Passage:
[Start of Attachment]

Published online 2015 November 6. doi:  10.2484/rcr.v6i3.530
PMCID: PMC4900049

Gerbode ventricular septal defect diagnosed using cardiac CTA imaging


This report describes the ability of computed tomography angiography (CTA) imaging of the heart to visualize an acquired shunt between the left ventricular outflow tract (LVOT) and the right atrium (RA) (Gerbode defect). Previously, transesophageal echocardiography (TEE) has been the mainstay of diagnosis. To the best of our knowledge, the use of cardiac CTA imaging to visualize and diagnose this disorder has not been previously reported. Cardiac CTA allows for more detailed visualization of cardiac anatomy and can supplement or supplant TEE as the diagnostic test of choice for evaluation of patients with this rare defect.

Abbreviations: MRI, magnetic resonance imaging; CTA, computed tomography angiography; TEE, transesophageal echocardiography

Case report

A 56-year-old male presented to our institution with shortness of breath, heart palpitations, left-sided chest discomfort, chills, nausea, and vomiting. He had a prior medical history of rheumatic fever, subacute bacterial endocarditis, and a successful aortic valve replacement 17 years ago. His physical exam revealed normal respirations, sinus tachycardia, no audible murmurs, and normal pedal pulses without peripheral edema.

A transesophageal echocardiogram (TEE) revealed severe mitral regurgitation, a dilated ascending aortic root with a perivalvular leak, and a normally functioning prosthetic aortic valve. Coronary angiography showed moderate stenosis of the left anterior descending coronary artery. Subsequently, the patient underwent complex mitral-valve repair with reconstruction of the artificial chordae, a sliding plasty of posterior mitral-valve leaflet, and an annuloplasty using a 28-mm Cosgrove ring. He also had aortic root replacement with reimplantation of the coronaries, using a 27-mm freestyle aortic prosthesis. The ascending aortic aneurysm was also repaired without any complications, and the patient was discharged seven days after admission.

[End of Attachment]

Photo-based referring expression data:
[Start of Attachment]

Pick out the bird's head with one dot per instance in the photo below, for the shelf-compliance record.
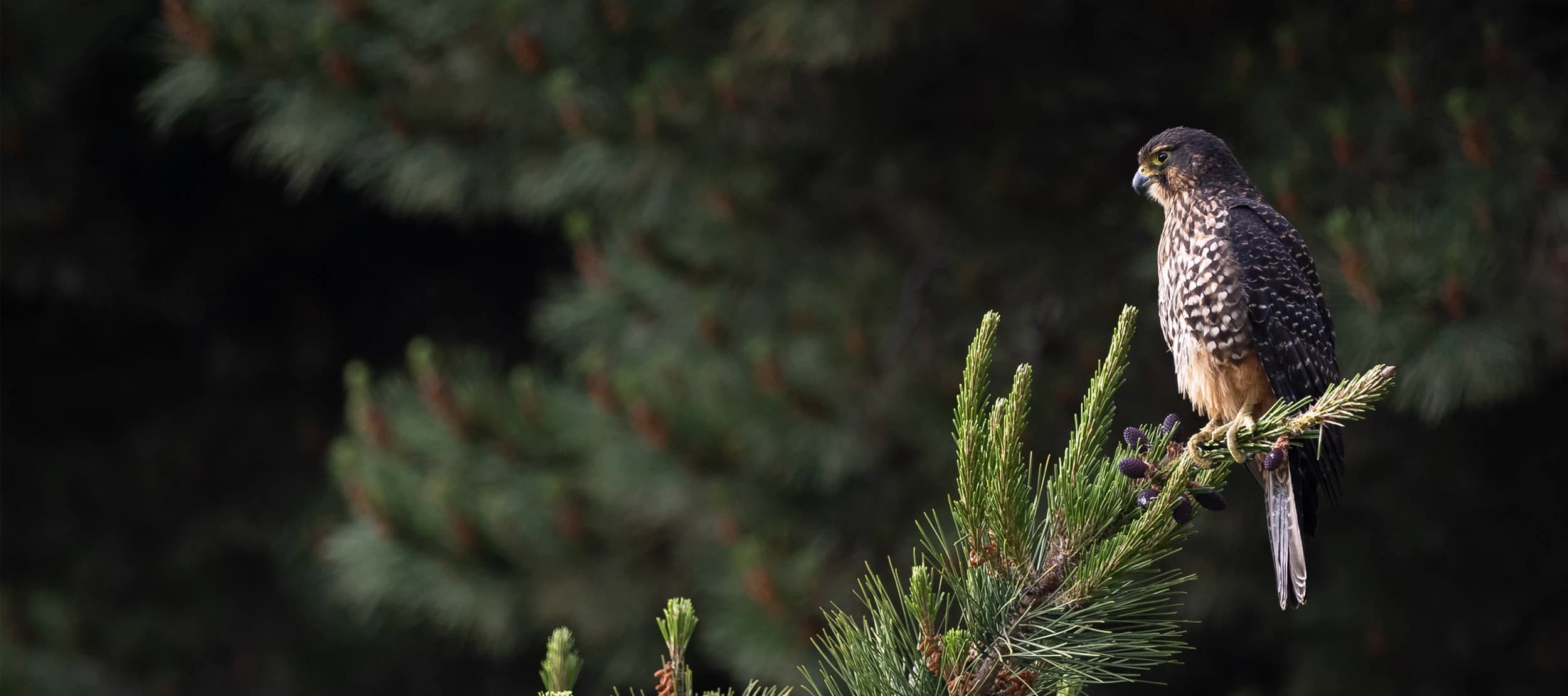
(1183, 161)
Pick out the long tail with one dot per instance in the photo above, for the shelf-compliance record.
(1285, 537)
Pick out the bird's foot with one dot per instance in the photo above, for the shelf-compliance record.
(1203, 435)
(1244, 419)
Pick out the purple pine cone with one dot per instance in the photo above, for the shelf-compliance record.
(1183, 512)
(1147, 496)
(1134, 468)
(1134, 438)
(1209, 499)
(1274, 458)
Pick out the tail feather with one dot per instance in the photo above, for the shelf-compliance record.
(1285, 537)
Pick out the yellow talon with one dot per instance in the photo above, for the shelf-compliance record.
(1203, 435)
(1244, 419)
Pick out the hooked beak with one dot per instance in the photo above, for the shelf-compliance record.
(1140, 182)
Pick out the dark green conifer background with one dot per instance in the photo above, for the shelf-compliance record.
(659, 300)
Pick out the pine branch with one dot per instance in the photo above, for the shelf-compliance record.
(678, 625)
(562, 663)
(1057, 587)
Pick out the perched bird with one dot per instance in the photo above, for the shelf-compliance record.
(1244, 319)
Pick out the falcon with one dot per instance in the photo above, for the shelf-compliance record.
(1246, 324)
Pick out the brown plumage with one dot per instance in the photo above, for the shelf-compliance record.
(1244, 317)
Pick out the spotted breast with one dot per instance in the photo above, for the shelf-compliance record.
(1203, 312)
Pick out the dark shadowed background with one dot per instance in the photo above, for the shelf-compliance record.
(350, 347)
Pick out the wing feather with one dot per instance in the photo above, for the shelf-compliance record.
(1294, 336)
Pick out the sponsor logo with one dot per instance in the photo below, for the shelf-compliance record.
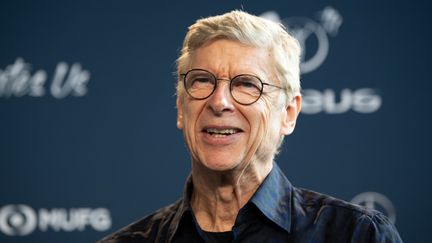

[End of Attachment]

Questions to answer:
a) Reproduce the Gerbode defect case report from "Abbreviations: MRI, magnetic" to "without peripheral edema.", swapping "rheumatic fever" for "scarlet fever".
b) Answer these questions from the Gerbode defect case report:
(i) Which diagnostic test has previously been the mainstay of diagnosis for this defect?
(ii) How many years before presentation did the patient have his aortic valve replacement?
(iii) What size Cosgrove ring was used in the annuloplasty?
c) Continue the Gerbode defect case report from where it stops.
The data play no part in this work.

Answer section:
a)
Abbreviations: MRI, magnetic resonance imaging; CTA, computed tomography angiography; TEE, transesophageal echocardiography

Case report

A 56-year-old male presented to our institution with shortness of breath, heart palpitations, left-sided chest discomfort, chills, nausea, and vomiting. He had a prior medical history of scarlet fever, subacute bacterial endocarditis, and a successful aortic valve replacement 17 years ago. His physical exam revealed normal respirations, sinus tachycardia, no audible murmurs, and normal pedal pulses without peripheral edema.

b)
(i) Transesophageal echocardiography (TEE)
(ii) 17 years
(iii) 28 mm

c)
The patient returned to the hospital five months later with complaints of palpitation and chest pain a few days after an accidental electrical shock at work. He was diagnosed with atrial flutter and successfully cardioverted to sinus rhythm. According to the patient, TEE was performed at an outside hospital, and he raised the possibility of an intracardiac “shunt.” However, the patient did not have specific details/diagnosis of the underlying defect or records of the echocardiogram. To define the surgically altered cardiac anatomy and to evaluate for a possible intracardiac defect, a cardiac CTA imaging study was requested.

CTA of the chest was performed using a 64-slice CT scanner (Philips Brilliance-64) (Fig. 1). A bolus-tracking technique was used, with the region of interest placed in the aortic arch. The threshold for contrast triggering was set at 120 HU. 100ml of ioversol (Optiray-350, Mallinckrodt, Inc) was administered intravenously at a rate of 5 ml/sec, followed by 40ml of a saline chaser. Scan parameters were as follows: collimation, 64 × 0.625mm; voltage, 120 kVp; current, 800 mAs. ECG gating was used, and multiphase retrospective reconstruction was performed for image interpretation.

Figure 1
Axial (A) and coronal maximum-intensity projection MIP (B) images from a CTA of the chest demonstrate a blush of contrast (arrows) from the left ventricular outflow tract (LVOT) into the unopacified right atrium. The jet of contrast (arrow) from the LVOT ...

The CTA demonstrated a postsurgical appearance compatible with the prior ascending thoracic aortic aneurysm repair and aortic and mitral valve replacement. However, an irregular, small outpouching of contrast material was noted from the noncoronary sinus of Valsalva, which was presumably related to the aortic surgery. A left-ventricular-to-right-atrial septal defect was also noted, which was felt to be a postoperative complication from the recent aortic surgery.

TEE images were obtained from an outside hospital after the diagnosis of shunt was made using CTA. On color Doppler imaging, these TEE images showed a high-velocity jet originating from the aortic root, apparently from the right sinus. There was a fairly prominent jet seen from that location moving into the right atrium, although the actual opening itself appeared to be small and well-defined. The right atrium itself did not appear to be enlarged (Figs. 2A, 2B).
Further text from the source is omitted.